● **Passage shown**:
* * *
Laboratories have expressed concerns over certain aspects of the MCERTS proposals as applied to the chemical testing of soils. Sampling is potentially a far greater source of data errors than is laboratory analysis, and there is as yet no comparable scheme addressing sampling, in-situ and field tests. The performance standards requested by the Environment Agency are too demanding and prescriptive for certain parameters (e.g. limit of detection of 20mg/kg for sulphates) and ill defined for certain parameters (e.g. are “polyaromatic hydrocarbons” represented by the sum of USEPA priority 16 or defined by other means?).

The Environment Agency is considering certification schemes to address field aspects including sampling. It is worth noting, at this point, that the Agency has produced guidance, (including Technical aspects of site investigation, P5-065/TR and Secondary model procedures for development of appropriate soil sampling strategies, P5-066/TR), though this has been poorly publicised.
* * *
● **Set of tasks**:
a - In the passage on MCERTS soil testing, what limit of detection for sulphates is given as an example of a demanding performance standard?
b - Copy the passage on MCERTS soil testing from "Laboratories have expressed" up to and including "by other means?).", substituting "rigid" for "prescriptive".
The records that follow have no connection to the passage on MCERTS soil testing.
* * *
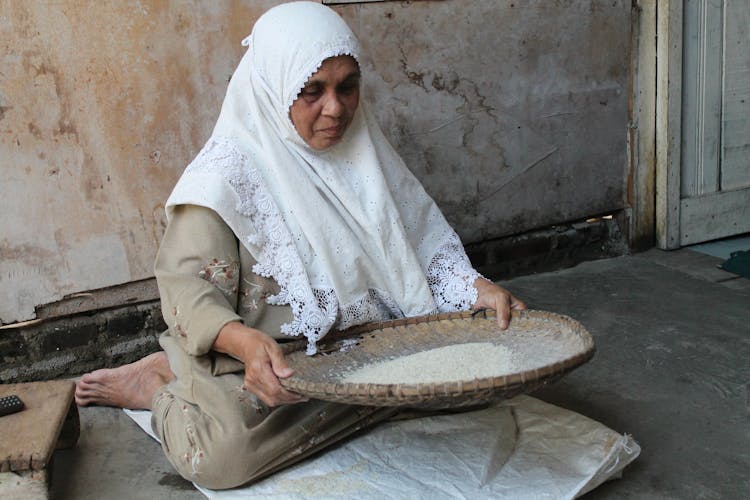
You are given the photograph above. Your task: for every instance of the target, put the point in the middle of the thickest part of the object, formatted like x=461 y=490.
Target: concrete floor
x=672 y=368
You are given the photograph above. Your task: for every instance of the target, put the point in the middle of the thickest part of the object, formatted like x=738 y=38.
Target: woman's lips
x=336 y=131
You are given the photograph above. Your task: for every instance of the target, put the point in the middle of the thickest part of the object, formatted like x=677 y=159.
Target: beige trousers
x=219 y=436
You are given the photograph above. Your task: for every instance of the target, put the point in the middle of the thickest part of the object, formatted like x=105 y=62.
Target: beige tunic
x=214 y=432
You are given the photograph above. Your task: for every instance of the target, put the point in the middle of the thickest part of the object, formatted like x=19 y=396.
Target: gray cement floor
x=672 y=368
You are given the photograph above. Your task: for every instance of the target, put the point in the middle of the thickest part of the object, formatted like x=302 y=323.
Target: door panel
x=715 y=152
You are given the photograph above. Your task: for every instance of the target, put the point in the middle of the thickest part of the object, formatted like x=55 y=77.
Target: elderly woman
x=297 y=217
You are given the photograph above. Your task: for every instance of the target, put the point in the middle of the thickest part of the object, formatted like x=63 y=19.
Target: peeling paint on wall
x=101 y=107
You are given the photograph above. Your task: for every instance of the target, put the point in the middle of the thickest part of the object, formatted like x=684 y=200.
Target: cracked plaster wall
x=514 y=117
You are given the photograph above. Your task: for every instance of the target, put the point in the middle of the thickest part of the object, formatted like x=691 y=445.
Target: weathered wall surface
x=514 y=116
x=102 y=105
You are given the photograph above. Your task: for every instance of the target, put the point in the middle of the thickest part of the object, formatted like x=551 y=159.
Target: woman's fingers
x=491 y=296
x=262 y=380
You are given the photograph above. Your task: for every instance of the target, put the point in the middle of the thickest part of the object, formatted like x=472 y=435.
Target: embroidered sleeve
x=451 y=277
x=197 y=270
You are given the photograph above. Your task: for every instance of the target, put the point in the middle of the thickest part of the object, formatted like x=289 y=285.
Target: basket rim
x=371 y=393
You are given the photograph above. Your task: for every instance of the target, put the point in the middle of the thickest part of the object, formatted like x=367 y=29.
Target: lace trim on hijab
x=315 y=310
x=451 y=276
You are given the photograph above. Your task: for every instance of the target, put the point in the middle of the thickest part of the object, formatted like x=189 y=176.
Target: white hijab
x=349 y=234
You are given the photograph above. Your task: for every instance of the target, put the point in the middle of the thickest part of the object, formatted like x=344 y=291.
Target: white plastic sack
x=521 y=448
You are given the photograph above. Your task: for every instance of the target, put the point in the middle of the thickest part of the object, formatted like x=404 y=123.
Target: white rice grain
x=445 y=364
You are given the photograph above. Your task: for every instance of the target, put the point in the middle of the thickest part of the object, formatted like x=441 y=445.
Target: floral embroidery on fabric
x=222 y=275
x=252 y=295
x=451 y=276
x=315 y=310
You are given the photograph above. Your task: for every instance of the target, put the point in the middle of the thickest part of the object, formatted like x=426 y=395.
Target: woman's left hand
x=491 y=296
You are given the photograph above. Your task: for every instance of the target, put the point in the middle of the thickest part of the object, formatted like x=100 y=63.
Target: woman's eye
x=310 y=93
x=348 y=89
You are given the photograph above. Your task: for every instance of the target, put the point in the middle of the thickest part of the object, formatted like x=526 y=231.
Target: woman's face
x=325 y=107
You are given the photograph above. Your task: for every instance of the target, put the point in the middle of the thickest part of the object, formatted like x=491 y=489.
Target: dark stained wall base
x=71 y=346
x=84 y=341
x=548 y=249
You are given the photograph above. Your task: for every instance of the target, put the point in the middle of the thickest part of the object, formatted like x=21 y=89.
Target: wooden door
x=714 y=143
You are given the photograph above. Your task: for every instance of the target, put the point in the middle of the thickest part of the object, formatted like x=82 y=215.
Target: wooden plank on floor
x=134 y=292
x=28 y=438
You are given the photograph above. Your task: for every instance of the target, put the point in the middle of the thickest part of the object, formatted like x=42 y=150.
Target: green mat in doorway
x=738 y=263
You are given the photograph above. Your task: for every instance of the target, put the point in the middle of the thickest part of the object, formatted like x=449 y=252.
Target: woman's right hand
x=263 y=359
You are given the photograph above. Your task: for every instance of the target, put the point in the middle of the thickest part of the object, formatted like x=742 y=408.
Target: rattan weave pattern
x=554 y=344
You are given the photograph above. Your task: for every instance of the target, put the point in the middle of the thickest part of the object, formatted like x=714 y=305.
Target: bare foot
x=128 y=386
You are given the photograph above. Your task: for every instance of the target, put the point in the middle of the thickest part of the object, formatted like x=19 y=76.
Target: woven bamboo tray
x=550 y=344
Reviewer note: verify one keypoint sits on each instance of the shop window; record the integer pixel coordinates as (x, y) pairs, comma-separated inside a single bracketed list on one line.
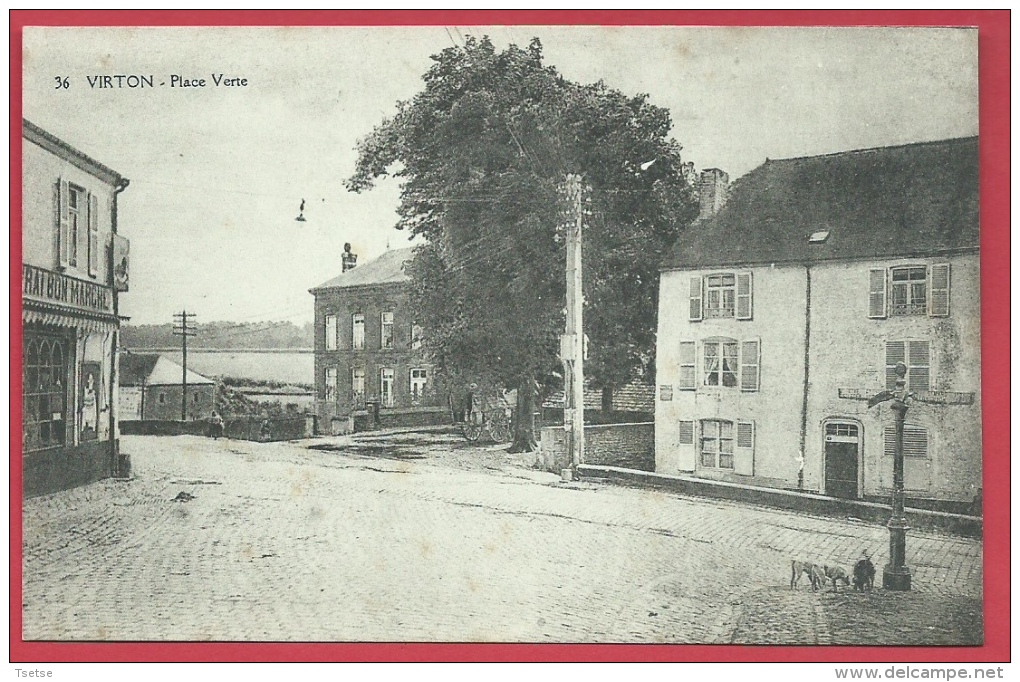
[(44, 391)]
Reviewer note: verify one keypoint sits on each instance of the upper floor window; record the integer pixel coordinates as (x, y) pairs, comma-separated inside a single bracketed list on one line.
[(916, 355), (418, 381), (357, 331), (910, 290), (358, 383), (330, 332), (329, 392), (724, 362), (721, 295), (386, 330), (720, 363)]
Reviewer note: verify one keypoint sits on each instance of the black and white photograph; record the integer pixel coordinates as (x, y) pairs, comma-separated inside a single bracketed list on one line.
[(502, 333)]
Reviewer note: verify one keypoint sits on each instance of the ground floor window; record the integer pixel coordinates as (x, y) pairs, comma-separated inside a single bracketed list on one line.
[(717, 443), (45, 390)]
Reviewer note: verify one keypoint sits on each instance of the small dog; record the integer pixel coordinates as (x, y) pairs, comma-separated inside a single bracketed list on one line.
[(836, 575), (864, 574), (813, 571)]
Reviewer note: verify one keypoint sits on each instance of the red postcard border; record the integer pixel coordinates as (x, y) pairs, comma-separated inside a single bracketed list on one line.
[(993, 46)]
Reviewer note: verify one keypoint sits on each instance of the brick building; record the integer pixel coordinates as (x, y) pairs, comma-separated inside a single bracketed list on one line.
[(73, 267), (366, 353), (805, 280)]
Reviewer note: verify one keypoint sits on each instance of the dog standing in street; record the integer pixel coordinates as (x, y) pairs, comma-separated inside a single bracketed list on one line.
[(814, 572), (864, 574), (836, 575)]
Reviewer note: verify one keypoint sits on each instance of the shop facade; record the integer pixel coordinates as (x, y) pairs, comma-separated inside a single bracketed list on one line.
[(73, 267)]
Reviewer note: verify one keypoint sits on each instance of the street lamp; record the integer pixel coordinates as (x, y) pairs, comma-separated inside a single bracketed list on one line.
[(896, 576)]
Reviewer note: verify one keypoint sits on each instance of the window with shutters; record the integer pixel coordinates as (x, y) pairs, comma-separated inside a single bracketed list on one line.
[(915, 441), (93, 247), (329, 389), (720, 296), (330, 332), (73, 222), (721, 362), (725, 363), (687, 373), (716, 446), (913, 290), (908, 291), (916, 355), (418, 381), (386, 330), (357, 331), (358, 384)]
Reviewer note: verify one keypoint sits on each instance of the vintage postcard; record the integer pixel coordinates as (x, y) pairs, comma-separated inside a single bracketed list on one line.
[(492, 333)]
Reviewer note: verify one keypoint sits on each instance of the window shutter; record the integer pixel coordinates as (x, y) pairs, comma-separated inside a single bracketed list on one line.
[(744, 300), (915, 441), (93, 234), (685, 446), (918, 367), (744, 453), (689, 375), (876, 294), (750, 365), (696, 299), (938, 299), (63, 228), (895, 352)]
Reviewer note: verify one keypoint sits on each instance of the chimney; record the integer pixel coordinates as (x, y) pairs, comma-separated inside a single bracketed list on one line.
[(348, 260), (712, 189)]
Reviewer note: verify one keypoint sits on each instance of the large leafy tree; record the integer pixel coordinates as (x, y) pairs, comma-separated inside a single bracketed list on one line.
[(481, 151)]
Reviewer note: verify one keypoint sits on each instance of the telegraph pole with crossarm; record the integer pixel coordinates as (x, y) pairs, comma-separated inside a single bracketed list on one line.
[(896, 576), (181, 328)]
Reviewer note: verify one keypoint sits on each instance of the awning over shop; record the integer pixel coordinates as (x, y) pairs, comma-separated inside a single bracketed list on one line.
[(34, 312)]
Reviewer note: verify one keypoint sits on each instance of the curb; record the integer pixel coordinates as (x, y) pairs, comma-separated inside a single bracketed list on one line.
[(957, 524)]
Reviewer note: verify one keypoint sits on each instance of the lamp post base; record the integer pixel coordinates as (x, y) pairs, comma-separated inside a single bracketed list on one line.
[(897, 579)]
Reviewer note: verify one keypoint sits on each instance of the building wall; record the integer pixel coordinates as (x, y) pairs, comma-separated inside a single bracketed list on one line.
[(370, 301), (169, 407), (848, 350), (42, 173), (778, 321), (83, 406)]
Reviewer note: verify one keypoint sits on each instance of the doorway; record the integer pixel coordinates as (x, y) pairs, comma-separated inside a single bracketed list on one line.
[(843, 452)]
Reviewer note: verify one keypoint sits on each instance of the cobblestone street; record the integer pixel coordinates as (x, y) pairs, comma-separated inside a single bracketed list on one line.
[(430, 540)]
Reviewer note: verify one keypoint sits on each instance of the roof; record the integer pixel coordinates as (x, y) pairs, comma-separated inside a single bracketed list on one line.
[(910, 200), (155, 370), (386, 269), (55, 145)]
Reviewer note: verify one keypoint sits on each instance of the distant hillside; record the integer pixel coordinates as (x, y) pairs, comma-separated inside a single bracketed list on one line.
[(221, 335)]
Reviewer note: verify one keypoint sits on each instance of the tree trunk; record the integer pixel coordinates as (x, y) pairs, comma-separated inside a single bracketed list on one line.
[(607, 401), (523, 423)]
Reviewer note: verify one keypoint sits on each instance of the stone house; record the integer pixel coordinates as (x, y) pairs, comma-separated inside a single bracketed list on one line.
[(368, 360), (801, 286)]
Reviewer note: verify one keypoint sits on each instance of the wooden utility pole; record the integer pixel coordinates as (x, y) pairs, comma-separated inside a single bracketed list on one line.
[(572, 342), (181, 328)]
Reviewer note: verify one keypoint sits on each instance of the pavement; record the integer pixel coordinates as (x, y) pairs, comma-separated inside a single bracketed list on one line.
[(424, 537)]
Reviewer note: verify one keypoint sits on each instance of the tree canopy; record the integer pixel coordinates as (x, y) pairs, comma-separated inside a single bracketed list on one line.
[(481, 151)]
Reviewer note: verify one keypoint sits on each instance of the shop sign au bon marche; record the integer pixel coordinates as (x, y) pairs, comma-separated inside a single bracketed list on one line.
[(41, 284)]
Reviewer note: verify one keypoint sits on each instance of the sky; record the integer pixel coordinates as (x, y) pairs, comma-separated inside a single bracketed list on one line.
[(218, 173)]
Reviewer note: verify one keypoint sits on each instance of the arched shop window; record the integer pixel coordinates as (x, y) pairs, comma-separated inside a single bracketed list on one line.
[(45, 394)]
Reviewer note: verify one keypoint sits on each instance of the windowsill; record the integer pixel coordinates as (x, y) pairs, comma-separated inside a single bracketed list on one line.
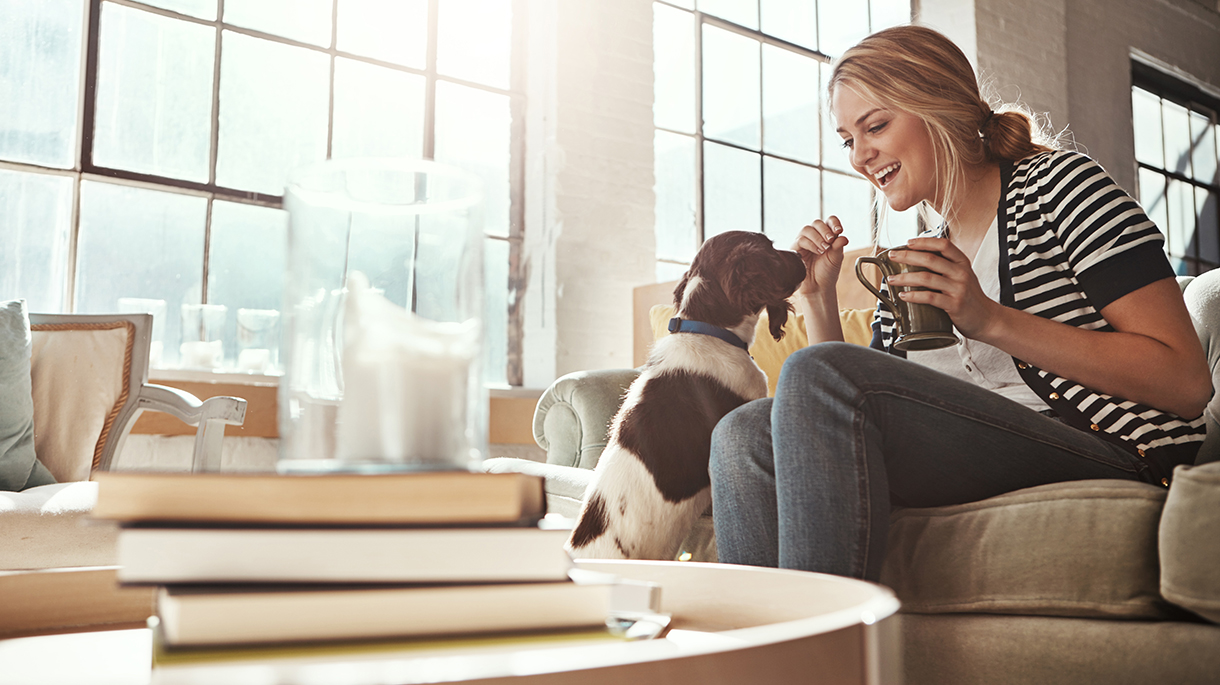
[(262, 380)]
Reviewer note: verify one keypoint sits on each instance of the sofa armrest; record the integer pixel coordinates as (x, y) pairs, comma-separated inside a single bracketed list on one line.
[(574, 415)]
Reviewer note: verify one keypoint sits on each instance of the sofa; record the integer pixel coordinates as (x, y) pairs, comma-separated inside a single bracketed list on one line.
[(71, 388), (1088, 581)]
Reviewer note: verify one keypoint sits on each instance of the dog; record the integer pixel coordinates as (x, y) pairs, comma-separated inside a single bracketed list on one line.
[(652, 481)]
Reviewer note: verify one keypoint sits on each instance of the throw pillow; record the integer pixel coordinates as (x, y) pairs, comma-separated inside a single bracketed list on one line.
[(18, 465)]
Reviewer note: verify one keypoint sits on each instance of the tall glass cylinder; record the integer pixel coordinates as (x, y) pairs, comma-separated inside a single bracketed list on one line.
[(382, 325)]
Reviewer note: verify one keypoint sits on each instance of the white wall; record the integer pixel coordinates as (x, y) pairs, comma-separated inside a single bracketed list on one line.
[(1071, 59)]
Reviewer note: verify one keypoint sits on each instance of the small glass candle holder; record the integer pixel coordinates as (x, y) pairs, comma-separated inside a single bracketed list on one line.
[(258, 341), (203, 336)]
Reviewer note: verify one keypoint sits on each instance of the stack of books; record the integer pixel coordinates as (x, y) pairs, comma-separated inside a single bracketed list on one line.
[(249, 559)]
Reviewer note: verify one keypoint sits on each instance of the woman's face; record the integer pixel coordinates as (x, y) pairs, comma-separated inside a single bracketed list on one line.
[(892, 149)]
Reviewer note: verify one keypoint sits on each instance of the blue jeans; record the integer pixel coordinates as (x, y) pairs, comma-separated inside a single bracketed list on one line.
[(807, 480)]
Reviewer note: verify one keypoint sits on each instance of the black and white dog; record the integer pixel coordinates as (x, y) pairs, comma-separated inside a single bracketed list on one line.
[(652, 481)]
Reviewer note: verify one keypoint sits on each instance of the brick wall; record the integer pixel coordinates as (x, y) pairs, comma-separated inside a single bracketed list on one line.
[(599, 202)]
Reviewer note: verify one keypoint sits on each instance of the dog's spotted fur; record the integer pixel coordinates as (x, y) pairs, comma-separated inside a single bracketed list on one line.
[(652, 480)]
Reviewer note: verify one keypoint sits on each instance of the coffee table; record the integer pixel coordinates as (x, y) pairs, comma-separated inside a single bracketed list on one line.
[(730, 624)]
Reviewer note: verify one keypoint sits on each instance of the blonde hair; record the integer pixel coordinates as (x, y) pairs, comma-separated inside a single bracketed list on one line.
[(919, 71)]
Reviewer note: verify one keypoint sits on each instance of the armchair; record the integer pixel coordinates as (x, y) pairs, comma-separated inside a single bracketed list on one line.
[(1090, 581), (88, 385)]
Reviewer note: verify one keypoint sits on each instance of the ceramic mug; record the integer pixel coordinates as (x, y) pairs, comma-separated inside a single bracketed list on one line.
[(920, 326)]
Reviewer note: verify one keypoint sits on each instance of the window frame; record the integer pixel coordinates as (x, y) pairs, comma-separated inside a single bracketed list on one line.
[(1193, 98), (700, 138), (84, 169)]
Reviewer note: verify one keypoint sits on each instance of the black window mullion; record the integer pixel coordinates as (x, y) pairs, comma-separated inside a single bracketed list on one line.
[(698, 128)]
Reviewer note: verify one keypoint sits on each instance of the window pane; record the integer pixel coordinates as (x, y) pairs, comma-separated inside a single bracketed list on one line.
[(1177, 137), (674, 65), (1203, 148), (791, 194), (1146, 121), (154, 109), (393, 32), (495, 333), (744, 12), (731, 87), (475, 40), (849, 199), (841, 25), (273, 112), (138, 243), (677, 235), (39, 79), (308, 21), (247, 261), (789, 104), (888, 12), (35, 221), (377, 111), (732, 187), (835, 155), (472, 133), (1152, 199), (1181, 219), (1205, 205), (794, 21), (201, 9)]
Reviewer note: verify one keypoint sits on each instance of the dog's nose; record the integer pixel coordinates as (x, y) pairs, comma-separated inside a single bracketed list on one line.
[(793, 266)]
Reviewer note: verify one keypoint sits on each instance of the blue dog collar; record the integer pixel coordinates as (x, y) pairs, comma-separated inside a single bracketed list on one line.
[(686, 326)]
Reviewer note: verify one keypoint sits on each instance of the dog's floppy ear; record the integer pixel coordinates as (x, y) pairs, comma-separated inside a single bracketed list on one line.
[(680, 291), (777, 315)]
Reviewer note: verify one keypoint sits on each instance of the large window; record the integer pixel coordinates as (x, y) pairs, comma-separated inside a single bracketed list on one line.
[(743, 139), (144, 145), (1177, 145)]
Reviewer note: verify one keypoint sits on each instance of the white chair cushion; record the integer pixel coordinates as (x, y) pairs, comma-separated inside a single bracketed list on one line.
[(49, 526), (78, 385)]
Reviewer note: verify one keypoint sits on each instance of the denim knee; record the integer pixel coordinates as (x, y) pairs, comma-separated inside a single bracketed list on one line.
[(811, 364), (739, 432)]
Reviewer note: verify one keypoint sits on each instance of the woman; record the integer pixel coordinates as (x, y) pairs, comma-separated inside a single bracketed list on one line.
[(1079, 359)]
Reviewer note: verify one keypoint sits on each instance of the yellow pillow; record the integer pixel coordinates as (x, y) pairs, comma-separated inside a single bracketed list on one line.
[(770, 354)]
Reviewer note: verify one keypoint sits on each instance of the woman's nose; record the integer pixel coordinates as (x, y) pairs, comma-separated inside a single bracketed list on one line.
[(861, 153)]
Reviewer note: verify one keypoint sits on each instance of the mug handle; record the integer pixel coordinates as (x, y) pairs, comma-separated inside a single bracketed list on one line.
[(897, 310)]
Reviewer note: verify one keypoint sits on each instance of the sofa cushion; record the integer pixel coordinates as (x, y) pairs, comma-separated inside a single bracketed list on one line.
[(565, 485), (1190, 541), (18, 465), (1083, 548), (49, 526)]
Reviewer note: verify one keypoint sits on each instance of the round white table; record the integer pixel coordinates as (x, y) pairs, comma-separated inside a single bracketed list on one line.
[(730, 624)]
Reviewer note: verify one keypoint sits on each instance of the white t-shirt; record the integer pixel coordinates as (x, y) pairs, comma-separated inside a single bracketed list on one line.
[(980, 363)]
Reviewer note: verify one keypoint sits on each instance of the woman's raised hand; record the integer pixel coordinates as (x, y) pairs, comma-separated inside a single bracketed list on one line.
[(952, 285), (820, 246)]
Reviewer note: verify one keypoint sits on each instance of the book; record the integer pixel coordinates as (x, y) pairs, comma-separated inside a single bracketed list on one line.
[(157, 554), (70, 598), (198, 616), (325, 498)]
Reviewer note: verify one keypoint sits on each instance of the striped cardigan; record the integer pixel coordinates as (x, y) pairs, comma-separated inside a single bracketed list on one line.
[(1072, 242)]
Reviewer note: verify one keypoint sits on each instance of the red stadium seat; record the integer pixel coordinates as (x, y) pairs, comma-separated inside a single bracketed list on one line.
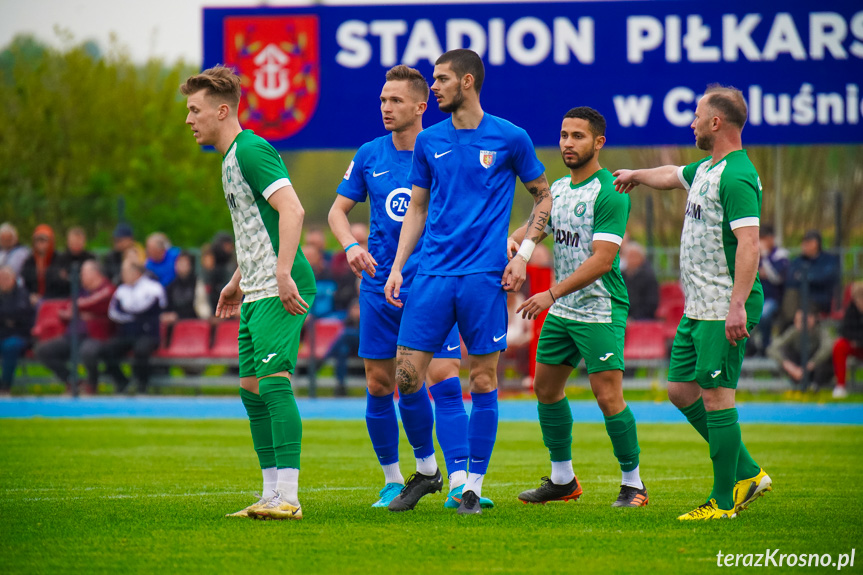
[(225, 341), (48, 324), (644, 340), (327, 331), (189, 338)]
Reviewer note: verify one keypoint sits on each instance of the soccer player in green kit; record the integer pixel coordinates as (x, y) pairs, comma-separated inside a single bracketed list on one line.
[(719, 254), (273, 288), (589, 305)]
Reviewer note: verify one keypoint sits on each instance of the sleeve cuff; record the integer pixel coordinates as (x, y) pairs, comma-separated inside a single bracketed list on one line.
[(615, 239), (681, 178), (744, 223), (277, 185)]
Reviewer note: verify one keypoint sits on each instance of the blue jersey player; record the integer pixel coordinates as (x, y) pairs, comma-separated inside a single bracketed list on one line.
[(463, 182), (379, 173)]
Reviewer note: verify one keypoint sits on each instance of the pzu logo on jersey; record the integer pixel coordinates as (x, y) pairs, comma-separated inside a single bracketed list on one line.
[(397, 203)]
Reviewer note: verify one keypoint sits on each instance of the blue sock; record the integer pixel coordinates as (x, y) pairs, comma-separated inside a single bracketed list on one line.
[(383, 427), (418, 421), (451, 419), (482, 430)]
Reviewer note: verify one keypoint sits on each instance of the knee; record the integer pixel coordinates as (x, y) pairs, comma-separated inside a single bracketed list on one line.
[(407, 377), (380, 386), (545, 394), (483, 380)]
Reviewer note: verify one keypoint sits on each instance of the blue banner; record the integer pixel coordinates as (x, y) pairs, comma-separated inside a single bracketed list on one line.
[(312, 76)]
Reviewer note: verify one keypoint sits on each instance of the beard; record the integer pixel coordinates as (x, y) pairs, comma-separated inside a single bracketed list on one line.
[(580, 160), (456, 103), (704, 142)]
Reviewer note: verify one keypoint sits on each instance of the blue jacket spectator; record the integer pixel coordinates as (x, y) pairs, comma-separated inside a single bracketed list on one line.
[(16, 321), (772, 269), (135, 308), (817, 268), (161, 257)]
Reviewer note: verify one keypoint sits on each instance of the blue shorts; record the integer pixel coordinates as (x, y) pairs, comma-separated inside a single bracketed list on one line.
[(379, 329), (475, 303)]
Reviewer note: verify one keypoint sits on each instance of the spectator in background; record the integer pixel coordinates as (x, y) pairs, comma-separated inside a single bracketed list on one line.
[(16, 321), (816, 267), (347, 284), (93, 328), (187, 297), (315, 237), (135, 308), (12, 253), (76, 251), (161, 256), (772, 268), (124, 240), (850, 340), (41, 273), (219, 263), (787, 350), (641, 283), (345, 348)]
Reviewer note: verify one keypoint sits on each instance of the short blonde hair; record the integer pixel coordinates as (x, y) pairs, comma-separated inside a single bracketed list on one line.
* * *
● **Results of the exercise**:
a - 20mg/kg

b -
Laboratories have expressed concerns over certain aspects of the MCERTS proposals as applied to the chemical testing of soils. Sampling is potentially a far greater source of data errors than is laboratory analysis, and there is as yet no comparable scheme addressing sampling, in-situ and field tests. The performance standards requested by the Environment Agency are too demanding and rigid for certain parameters (e.g. limit of detection of 20mg/kg for sulphates) and ill defined for certain parameters (e.g. are “polyaromatic hydrocarbons” represented by the sum of USEPA priority 16 or defined by other means?).